Pick out each line in the entries below that contains the word "stream" and copy those lines in full.

> [DATA SUPPLIED]
──────────────────────────────
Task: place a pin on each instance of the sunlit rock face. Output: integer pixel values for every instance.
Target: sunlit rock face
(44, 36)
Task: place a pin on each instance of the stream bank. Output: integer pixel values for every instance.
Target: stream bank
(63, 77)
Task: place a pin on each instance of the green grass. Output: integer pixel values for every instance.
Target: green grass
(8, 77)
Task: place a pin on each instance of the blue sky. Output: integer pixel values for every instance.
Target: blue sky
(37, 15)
──────────────────────────────
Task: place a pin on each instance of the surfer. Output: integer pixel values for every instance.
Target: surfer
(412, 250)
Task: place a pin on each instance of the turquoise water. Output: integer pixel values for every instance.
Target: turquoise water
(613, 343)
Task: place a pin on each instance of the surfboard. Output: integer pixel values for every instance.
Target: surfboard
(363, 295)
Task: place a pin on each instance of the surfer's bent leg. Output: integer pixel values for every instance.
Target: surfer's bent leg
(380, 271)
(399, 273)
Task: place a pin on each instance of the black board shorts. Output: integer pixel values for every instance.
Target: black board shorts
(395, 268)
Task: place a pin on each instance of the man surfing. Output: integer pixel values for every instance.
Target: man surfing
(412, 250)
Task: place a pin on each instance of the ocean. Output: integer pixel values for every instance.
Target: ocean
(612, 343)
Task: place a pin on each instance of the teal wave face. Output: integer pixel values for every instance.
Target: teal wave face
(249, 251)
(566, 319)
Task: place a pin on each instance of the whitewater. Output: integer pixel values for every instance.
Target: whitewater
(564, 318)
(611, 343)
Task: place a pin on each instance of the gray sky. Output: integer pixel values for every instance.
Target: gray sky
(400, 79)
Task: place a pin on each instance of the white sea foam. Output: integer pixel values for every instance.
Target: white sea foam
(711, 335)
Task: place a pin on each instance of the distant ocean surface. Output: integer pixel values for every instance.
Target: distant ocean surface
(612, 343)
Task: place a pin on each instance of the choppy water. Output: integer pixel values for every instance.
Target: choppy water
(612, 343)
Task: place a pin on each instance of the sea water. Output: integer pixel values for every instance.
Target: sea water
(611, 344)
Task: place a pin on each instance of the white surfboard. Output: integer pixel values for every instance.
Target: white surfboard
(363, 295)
──────────────────────────────
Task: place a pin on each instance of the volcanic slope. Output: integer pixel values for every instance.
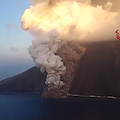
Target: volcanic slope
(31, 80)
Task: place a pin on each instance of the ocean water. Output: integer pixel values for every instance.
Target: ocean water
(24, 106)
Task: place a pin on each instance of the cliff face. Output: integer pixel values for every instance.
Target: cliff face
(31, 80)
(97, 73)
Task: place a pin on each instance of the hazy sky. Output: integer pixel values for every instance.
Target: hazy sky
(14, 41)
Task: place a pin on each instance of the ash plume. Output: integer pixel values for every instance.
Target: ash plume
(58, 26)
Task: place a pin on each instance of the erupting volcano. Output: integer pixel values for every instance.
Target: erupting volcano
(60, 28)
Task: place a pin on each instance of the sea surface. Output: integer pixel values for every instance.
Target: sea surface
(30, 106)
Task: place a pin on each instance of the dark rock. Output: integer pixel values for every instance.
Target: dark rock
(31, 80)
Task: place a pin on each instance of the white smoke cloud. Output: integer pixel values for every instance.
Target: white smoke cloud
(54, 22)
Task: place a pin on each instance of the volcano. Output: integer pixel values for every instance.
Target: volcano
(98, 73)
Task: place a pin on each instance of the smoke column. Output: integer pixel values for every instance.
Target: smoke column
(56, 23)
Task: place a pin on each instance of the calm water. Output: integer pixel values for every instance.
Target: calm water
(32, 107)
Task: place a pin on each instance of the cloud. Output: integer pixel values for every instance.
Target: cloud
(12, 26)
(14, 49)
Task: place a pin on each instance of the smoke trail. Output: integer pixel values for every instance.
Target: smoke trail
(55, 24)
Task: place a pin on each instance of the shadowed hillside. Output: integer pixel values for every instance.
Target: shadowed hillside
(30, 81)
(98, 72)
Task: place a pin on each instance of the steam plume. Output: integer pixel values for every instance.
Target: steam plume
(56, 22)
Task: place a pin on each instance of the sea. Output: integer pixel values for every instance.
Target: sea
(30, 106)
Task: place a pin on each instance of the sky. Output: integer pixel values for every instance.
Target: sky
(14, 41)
──────────────────────────────
> [THE REPLY]
Task: place a pin on each instance of the stream bank. Output: integer pixel values for every instance.
Target: stream bank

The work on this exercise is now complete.